Task directions: Retype everything in the listing, leaving each line exactly as it is.

Material for this exercise:
__________________________________________________

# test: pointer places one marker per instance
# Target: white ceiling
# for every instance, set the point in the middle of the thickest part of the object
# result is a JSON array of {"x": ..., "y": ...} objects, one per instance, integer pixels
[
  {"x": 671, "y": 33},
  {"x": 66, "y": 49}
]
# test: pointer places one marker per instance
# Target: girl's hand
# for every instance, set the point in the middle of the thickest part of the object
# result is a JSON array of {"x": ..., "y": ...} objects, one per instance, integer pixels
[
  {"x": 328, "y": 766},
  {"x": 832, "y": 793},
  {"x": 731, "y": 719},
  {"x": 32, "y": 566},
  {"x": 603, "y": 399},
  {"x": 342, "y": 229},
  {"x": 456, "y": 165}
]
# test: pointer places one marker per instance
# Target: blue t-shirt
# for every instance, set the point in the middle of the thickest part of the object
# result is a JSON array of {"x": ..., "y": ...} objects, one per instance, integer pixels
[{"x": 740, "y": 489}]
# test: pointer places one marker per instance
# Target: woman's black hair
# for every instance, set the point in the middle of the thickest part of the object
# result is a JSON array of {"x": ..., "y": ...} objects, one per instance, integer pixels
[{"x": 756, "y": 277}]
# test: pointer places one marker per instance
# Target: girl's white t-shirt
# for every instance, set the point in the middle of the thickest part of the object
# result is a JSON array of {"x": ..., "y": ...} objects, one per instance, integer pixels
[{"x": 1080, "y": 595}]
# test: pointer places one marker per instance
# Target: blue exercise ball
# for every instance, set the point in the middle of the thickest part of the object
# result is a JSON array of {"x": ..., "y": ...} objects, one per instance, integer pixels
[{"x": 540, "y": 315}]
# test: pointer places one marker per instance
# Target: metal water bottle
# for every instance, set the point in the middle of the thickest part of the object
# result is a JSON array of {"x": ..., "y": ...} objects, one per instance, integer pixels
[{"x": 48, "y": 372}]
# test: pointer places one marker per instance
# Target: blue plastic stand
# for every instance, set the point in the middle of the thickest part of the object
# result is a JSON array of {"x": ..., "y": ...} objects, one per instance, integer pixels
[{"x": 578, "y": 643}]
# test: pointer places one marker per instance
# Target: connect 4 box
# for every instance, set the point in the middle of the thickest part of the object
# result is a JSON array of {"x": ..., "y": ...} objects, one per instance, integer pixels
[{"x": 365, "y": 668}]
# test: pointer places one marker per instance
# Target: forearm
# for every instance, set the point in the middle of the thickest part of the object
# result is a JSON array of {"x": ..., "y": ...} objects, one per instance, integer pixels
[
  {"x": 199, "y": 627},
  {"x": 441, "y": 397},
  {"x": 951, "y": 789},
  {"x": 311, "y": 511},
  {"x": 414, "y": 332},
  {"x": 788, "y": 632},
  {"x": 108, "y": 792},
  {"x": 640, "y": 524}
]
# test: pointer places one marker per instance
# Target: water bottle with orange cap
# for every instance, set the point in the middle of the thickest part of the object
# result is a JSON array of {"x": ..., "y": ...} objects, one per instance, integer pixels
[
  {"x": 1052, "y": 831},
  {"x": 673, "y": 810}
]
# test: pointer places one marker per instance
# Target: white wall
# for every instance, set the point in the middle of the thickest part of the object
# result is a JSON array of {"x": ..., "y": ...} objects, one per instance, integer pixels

__________________________________________________

Response to the exercise:
# test: pointer places one marker per instance
# Target: white ceiling
# for every instance, set the point in the middle of the thickest part of the object
# result is a JSON array of {"x": ..., "y": ...} objects, one per instance, integer pixels
[
  {"x": 671, "y": 33},
  {"x": 66, "y": 49}
]
# test: pointer places one marker per instance
# Target: girl's hand
# for every instance, set the point in the middle of the thickest part of the object
# result is a JSON array of {"x": ..., "y": ...} objects, one per instance, integer pixels
[
  {"x": 328, "y": 766},
  {"x": 832, "y": 793},
  {"x": 731, "y": 719},
  {"x": 32, "y": 566},
  {"x": 603, "y": 399},
  {"x": 342, "y": 229},
  {"x": 456, "y": 165}
]
# test: pointer places one marker per instance
# Target: blue t-shirt
# for every instance, set the point in the middle of the thickest part of the object
# result is a JSON array of {"x": ..., "y": ...} objects, one per instance, integer pixels
[{"x": 740, "y": 489}]
# test: pointer places one marker per instance
# Target: woman's black hair
# for every instance, set the point in the middle of the thickest part of the object
# result is a JSON array of {"x": ..., "y": ...} objects, one per instance, integer pixels
[{"x": 756, "y": 277}]
# test: pointer places one marker per instance
# Target: girl's white t-shirt
# for every instance, set the point in the middle of the thickest part of the object
# result is a JSON array of {"x": ..., "y": ...} objects, one per instance, integer pixels
[{"x": 1080, "y": 595}]
# test: pointer places one marker per instance
# Target: blue exercise ball
# for every instance, set the point in the middle of the thickest part of the object
# result is a JSON array of {"x": ..., "y": ...} objects, one per instance, integer pixels
[{"x": 540, "y": 315}]
# test: pointer places one marker per instance
# Target: metal water bottle
# for every instance, set the point in the middle of the thickest part of the object
# result is a JSON array of {"x": ..., "y": ...} objects, one per instance, integer pixels
[{"x": 48, "y": 372}]
# test: pointer places one marker per instance
# Target: blue plastic stand
# for every instance, set the point in the middle of the thickest part of the object
# result is a JSON array of {"x": ..., "y": ...} objects, one per instance, integer pixels
[{"x": 578, "y": 643}]
# test: pointer places one marker per instance
# Target: connect 4 box
# for every instance, set the point in the middle of the thickest part of the object
# result is a JSON array of {"x": ..., "y": ...} objects, one per instance, integer pixels
[{"x": 365, "y": 668}]
# test: pointer places one marker per instance
# Target: forearm
# for every instance, set the point in the middle of the thickest part of the object
# result is a JSON array of {"x": ..., "y": ...} objects, one per instance, integer pixels
[
  {"x": 199, "y": 627},
  {"x": 441, "y": 397},
  {"x": 951, "y": 789},
  {"x": 311, "y": 511},
  {"x": 414, "y": 332},
  {"x": 788, "y": 632},
  {"x": 108, "y": 792},
  {"x": 640, "y": 524}
]
# test: pointer places one marker per instance
# Target: water bottle with orange cap
# for every instance, set the point in the middle of the thickest part of the object
# result is a JSON array of {"x": ..., "y": ...} objects, one per instance, integer pixels
[
  {"x": 1052, "y": 831},
  {"x": 673, "y": 810}
]
# test: pointer places one marker per instance
# Target: white wall
# for every instance, set the point in the middle of the thickest part of the object
# result is a JSON array of {"x": ..., "y": ...} objects, one per instance, integer pixels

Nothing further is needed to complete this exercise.